[[ Text shown open ]]

Energy Metabolism in Spermatozoa of Domestic Cats and Cheetahs 

 Total Ion Current (TIC) chromatograms summarizing the intensities of mass spectral peaks from the GC-MS analysis of spermatozoa from an individual domestic cat.

Total Ion Current (TIC) chromatograms summarizing the intensities of mass spectral peaks from the GC-MS analysis of spermatozoa from an individual domestic cat.

 

2013 SSR Annual Conference (Montreal) - abbreviated abstract

Metabolomic characterization of epididymal spermatozoa and fluid in the domestic cat (Felis catus)

[[ Text shown closed ]]
[[ Dataset entries open ]]

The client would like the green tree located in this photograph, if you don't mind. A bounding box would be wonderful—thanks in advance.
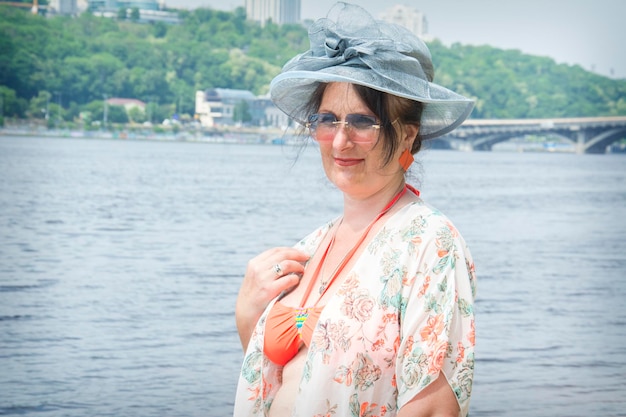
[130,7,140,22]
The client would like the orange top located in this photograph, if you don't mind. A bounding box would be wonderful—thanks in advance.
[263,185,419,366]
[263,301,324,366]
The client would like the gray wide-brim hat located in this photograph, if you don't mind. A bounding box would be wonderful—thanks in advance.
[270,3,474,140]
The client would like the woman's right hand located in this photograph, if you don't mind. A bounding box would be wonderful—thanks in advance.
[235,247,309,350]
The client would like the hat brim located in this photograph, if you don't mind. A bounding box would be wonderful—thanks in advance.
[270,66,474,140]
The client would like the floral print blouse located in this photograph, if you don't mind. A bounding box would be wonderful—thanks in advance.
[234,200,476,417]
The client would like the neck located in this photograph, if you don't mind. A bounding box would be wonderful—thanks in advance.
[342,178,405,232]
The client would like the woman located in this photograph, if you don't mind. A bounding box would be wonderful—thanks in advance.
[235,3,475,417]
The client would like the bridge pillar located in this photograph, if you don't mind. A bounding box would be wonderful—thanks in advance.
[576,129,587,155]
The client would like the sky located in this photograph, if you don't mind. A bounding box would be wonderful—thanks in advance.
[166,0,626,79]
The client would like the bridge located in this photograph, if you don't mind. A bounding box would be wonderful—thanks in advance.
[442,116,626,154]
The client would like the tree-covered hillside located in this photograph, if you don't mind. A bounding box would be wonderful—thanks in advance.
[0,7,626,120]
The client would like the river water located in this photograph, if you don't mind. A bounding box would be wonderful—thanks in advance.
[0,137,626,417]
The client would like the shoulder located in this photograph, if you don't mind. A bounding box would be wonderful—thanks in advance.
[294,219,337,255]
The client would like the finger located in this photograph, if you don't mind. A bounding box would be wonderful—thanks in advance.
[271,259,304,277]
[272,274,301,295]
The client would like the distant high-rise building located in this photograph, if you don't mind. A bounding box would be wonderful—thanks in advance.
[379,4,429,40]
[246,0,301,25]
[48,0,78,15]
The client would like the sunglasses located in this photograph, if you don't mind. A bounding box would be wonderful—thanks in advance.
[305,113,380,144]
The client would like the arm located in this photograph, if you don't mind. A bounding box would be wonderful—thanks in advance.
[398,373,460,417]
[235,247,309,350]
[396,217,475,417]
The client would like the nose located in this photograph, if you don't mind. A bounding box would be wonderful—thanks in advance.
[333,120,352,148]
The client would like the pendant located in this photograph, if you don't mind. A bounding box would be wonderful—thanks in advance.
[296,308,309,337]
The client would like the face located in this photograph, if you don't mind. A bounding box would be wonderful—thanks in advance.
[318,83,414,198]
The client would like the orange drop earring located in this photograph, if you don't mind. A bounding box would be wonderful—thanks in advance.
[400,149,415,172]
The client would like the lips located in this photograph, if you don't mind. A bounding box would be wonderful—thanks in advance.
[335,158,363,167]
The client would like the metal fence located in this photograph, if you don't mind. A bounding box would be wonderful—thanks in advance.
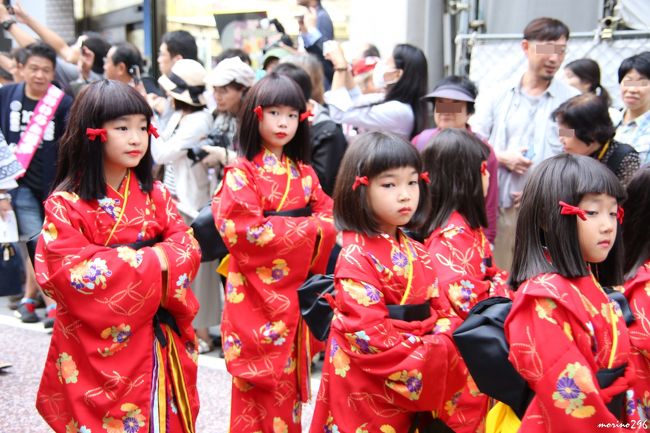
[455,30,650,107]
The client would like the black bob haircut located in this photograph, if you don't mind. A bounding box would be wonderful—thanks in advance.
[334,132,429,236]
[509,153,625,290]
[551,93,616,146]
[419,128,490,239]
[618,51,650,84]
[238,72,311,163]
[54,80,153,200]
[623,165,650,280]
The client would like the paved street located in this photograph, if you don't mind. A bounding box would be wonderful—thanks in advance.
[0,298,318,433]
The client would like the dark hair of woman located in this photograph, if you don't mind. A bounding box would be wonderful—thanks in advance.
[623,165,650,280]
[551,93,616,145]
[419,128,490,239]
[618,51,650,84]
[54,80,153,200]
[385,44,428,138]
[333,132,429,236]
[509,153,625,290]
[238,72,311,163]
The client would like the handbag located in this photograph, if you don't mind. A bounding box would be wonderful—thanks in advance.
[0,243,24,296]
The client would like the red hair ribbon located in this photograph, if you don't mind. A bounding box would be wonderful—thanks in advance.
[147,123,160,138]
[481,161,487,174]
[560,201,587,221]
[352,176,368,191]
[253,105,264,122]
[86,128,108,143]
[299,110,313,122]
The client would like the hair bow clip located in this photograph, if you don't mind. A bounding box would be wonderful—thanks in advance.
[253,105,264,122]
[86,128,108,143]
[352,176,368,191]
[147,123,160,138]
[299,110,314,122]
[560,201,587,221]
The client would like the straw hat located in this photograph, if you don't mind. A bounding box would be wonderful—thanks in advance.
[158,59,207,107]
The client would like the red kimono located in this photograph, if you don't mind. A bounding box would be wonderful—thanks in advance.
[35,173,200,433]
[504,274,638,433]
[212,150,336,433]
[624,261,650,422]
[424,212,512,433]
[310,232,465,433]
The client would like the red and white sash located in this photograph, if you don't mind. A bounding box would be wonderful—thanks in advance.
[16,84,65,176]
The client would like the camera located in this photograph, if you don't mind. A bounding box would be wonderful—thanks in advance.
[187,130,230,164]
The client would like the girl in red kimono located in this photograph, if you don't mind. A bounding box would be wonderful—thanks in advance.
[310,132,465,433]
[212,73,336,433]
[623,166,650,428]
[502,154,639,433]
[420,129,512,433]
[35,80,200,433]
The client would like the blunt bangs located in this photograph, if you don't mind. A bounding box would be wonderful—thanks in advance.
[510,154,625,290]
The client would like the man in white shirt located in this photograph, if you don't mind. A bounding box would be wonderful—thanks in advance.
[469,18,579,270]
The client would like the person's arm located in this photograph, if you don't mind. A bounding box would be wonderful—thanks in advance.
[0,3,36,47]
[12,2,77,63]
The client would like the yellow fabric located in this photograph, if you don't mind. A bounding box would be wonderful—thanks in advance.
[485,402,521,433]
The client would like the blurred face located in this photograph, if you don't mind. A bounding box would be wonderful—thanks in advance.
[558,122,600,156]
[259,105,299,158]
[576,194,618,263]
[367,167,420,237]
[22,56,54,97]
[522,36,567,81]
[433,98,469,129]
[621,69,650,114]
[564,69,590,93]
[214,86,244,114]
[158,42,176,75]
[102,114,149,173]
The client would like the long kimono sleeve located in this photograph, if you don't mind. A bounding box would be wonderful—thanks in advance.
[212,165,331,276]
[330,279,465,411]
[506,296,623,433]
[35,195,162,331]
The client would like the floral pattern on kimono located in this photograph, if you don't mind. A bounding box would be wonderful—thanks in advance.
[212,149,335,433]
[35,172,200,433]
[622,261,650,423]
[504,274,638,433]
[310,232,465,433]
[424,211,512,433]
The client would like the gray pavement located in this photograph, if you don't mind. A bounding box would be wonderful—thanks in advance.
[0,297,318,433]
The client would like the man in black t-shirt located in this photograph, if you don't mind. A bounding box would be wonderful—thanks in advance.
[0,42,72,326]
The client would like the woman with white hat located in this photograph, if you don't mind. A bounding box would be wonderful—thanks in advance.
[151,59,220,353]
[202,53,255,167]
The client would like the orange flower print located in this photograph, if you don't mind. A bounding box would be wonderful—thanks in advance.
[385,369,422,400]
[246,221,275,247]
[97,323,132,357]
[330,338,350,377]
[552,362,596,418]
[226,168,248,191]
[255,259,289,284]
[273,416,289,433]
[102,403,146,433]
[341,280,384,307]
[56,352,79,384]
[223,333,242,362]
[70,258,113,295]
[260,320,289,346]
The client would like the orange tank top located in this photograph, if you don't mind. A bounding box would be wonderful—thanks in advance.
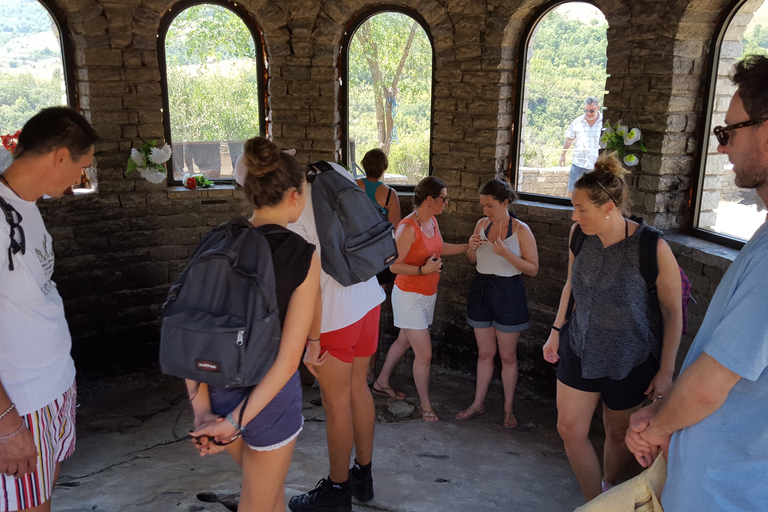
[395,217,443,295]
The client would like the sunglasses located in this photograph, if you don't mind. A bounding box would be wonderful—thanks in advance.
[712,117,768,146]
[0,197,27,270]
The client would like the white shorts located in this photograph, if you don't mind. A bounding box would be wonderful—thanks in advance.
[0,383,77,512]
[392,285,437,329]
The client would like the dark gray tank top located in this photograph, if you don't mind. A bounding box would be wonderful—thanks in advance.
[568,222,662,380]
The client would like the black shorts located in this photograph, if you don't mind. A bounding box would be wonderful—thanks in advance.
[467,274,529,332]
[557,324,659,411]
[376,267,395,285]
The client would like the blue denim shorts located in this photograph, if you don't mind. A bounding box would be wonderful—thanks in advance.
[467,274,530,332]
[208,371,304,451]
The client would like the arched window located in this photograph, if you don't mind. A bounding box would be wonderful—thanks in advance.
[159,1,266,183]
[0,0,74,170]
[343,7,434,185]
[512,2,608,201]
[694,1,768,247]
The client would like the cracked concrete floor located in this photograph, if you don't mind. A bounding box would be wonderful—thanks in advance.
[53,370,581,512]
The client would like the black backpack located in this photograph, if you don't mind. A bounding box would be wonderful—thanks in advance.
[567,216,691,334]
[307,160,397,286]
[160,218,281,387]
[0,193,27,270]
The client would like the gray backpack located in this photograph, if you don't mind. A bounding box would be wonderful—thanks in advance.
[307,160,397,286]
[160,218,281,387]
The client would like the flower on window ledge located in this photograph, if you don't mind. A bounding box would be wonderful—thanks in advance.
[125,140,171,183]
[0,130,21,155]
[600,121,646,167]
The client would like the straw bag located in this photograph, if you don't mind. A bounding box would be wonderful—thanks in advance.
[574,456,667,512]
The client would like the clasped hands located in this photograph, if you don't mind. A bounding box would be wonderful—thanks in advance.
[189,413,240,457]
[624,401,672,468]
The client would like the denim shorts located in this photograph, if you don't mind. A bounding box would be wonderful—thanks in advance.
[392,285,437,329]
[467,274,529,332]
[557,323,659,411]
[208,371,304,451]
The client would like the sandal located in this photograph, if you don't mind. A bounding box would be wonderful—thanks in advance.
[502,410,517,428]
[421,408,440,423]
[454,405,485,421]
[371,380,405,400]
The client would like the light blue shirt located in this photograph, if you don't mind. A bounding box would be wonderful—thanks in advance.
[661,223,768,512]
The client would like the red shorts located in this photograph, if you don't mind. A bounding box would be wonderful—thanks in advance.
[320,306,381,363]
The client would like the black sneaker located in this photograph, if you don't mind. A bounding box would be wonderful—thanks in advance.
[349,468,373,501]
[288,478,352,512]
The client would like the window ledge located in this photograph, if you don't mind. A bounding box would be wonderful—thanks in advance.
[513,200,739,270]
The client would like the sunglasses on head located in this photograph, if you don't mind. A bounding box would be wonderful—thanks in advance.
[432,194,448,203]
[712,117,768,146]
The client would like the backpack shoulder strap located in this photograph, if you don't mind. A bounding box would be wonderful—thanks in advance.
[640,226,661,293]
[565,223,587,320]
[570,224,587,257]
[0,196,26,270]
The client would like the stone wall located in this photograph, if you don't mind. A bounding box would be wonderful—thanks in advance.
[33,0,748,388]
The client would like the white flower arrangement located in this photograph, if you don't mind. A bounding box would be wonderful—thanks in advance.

[[ Dataset entries closed ]]

== What is being asked ==
Answer these questions about the text on energy metabolism in cat and cheetah spermatozoa:
1. Which analysis produced the mass spectral peaks summarized in the chromatograms?
2. In which city was the 2013 SSR Annual Conference held?
3. What scientific name does the abstract title give for the domestic cat?

== Reply to the task ==
1. GC-MS analysis
2. Montreal
3. Felis catus